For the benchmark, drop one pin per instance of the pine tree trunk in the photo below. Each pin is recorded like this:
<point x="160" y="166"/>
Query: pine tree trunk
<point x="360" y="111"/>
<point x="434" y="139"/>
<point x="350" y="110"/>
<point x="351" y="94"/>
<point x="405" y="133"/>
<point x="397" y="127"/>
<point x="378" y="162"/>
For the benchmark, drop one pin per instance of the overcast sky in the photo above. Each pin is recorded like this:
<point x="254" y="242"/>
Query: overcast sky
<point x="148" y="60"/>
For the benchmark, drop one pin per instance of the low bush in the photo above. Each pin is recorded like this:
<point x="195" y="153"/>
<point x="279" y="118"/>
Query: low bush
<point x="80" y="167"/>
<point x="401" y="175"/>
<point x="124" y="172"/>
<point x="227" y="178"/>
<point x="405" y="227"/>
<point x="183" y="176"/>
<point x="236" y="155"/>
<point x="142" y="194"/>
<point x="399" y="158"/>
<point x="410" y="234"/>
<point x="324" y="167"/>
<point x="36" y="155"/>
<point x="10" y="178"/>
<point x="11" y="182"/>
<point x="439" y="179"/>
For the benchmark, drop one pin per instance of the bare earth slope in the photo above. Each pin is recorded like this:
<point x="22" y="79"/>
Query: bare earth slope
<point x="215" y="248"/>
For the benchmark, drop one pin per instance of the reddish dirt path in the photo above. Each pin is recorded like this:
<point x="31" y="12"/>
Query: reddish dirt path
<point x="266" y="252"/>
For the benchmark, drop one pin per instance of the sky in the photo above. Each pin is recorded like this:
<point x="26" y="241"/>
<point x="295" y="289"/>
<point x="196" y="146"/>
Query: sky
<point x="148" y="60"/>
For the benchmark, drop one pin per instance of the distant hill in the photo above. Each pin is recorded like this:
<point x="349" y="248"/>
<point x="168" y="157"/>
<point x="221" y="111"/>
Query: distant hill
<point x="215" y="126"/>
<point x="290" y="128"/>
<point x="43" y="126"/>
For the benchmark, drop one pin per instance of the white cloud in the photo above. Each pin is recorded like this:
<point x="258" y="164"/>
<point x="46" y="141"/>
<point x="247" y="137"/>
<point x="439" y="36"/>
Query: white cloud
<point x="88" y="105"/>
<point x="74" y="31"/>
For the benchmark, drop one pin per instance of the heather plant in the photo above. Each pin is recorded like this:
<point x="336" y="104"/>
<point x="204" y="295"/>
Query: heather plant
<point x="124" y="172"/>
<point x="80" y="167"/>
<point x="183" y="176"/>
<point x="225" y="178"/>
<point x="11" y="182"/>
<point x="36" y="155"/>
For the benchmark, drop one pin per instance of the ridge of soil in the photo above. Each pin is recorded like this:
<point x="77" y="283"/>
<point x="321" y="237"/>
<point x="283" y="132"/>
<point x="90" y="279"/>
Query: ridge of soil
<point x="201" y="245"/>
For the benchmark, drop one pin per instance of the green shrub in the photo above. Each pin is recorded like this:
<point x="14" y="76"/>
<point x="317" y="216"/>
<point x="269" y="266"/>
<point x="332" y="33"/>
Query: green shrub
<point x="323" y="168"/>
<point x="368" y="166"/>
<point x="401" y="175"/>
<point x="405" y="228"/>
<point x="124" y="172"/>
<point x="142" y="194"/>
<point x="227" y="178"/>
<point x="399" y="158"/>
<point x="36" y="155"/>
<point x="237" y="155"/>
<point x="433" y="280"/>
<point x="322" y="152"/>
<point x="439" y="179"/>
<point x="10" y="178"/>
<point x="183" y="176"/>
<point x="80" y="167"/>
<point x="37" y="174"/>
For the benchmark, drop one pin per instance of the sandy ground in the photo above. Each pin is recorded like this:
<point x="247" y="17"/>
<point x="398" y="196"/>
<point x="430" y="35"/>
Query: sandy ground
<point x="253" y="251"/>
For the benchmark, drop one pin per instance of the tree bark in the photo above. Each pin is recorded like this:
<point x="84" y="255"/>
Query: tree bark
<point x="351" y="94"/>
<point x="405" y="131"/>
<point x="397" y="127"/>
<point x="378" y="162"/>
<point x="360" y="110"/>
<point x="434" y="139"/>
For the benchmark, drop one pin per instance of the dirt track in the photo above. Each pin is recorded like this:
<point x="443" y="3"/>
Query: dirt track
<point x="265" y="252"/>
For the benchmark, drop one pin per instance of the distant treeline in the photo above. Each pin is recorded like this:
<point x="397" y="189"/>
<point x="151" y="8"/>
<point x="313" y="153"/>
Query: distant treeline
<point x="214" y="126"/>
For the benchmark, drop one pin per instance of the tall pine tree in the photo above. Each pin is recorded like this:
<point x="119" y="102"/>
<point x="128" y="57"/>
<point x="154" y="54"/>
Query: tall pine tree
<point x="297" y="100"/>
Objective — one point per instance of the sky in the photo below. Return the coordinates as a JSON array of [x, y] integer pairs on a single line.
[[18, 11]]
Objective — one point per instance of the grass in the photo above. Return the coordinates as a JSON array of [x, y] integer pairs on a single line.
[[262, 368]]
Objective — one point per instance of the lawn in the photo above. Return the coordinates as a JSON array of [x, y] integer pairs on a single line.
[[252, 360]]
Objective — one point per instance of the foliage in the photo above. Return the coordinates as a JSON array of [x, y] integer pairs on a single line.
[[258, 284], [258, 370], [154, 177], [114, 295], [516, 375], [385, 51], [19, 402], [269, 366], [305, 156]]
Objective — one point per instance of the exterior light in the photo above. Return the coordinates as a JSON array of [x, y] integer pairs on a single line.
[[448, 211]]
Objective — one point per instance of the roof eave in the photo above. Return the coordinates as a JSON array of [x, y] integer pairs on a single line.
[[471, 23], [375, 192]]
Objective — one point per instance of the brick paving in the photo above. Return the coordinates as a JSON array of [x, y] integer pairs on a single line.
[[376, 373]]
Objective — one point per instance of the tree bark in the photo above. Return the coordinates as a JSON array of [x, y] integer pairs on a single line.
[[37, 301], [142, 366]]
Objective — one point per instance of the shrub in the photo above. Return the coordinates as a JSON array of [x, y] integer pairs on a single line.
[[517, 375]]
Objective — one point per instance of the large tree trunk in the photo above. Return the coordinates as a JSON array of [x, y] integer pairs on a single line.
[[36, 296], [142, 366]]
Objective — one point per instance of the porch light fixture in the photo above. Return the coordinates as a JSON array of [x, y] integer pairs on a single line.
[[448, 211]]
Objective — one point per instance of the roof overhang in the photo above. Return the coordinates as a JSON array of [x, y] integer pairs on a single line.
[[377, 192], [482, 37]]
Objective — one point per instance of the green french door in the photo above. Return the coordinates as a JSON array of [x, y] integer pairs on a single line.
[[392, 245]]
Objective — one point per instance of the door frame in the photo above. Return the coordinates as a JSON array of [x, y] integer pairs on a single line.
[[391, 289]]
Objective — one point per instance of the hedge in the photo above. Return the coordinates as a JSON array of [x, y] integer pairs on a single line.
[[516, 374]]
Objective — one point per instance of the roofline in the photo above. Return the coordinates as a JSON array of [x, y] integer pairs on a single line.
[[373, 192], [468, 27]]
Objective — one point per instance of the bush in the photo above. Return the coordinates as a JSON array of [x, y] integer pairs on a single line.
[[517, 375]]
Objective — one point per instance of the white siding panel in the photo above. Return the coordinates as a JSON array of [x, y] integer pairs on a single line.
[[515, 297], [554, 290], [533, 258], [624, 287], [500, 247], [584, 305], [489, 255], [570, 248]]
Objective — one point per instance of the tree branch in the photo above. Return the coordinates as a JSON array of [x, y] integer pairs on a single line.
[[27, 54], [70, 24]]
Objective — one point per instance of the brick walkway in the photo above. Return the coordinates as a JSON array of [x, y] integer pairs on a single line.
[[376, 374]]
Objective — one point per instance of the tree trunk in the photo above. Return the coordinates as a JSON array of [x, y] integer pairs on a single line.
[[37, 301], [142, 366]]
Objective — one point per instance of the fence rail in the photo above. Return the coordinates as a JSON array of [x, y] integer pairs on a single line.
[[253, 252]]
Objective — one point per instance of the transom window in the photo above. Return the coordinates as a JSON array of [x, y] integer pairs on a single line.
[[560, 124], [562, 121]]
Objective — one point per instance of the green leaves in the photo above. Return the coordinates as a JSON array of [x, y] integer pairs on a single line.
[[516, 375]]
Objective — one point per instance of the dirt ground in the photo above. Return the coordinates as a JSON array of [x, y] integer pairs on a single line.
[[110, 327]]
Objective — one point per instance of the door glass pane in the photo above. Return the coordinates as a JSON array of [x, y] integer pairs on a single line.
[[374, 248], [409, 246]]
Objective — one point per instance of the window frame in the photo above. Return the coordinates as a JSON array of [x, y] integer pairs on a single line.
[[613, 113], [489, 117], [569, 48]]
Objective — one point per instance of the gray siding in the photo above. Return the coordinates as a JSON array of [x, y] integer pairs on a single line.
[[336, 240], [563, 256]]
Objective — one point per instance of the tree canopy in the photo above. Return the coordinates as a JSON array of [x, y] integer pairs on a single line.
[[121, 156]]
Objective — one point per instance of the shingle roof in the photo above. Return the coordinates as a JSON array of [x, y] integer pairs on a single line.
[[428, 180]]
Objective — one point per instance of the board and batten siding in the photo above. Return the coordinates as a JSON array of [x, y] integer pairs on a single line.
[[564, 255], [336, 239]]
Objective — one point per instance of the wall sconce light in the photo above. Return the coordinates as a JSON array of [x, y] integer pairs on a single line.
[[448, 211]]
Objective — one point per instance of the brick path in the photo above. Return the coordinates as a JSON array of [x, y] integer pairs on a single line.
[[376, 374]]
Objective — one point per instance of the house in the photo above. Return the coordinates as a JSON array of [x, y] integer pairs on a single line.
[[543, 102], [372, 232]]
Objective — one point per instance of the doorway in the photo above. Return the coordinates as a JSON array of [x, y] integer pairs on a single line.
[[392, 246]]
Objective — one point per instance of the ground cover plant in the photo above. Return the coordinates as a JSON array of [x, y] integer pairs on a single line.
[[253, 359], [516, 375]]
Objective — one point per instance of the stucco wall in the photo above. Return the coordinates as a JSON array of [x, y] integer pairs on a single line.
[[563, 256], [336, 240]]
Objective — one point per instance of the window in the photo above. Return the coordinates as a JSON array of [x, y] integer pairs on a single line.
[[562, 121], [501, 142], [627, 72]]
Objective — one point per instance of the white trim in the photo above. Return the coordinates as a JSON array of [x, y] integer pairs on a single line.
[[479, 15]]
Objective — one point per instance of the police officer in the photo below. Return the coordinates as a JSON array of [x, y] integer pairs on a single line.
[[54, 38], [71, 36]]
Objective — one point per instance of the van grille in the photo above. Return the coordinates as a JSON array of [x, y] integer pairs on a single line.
---*---
• WORK TO DO
Please arrange the lines above, starting at the line that contains "Objective — one point per instance of the gray" and ending at the line that contains "[[121, 156]]", into a Markdown table with columns Row and Line. Number each row and leave out any blank lines.

• RESULT OF THE TASK
| Row | Line |
|---|---|
| 1 | Objective — one point per instance of the gray siding in the photo above. Return the coordinates as a JSON array of [x, y] integer pairs on a single line. |
| 2 | [[336, 240], [563, 256]] |
| 3 | Objective — one point per instance of the tree canopy in the photo above. Return the coordinates as a JSON array of [x, y] integer pairs on a single line. |
| 4 | [[121, 156]] |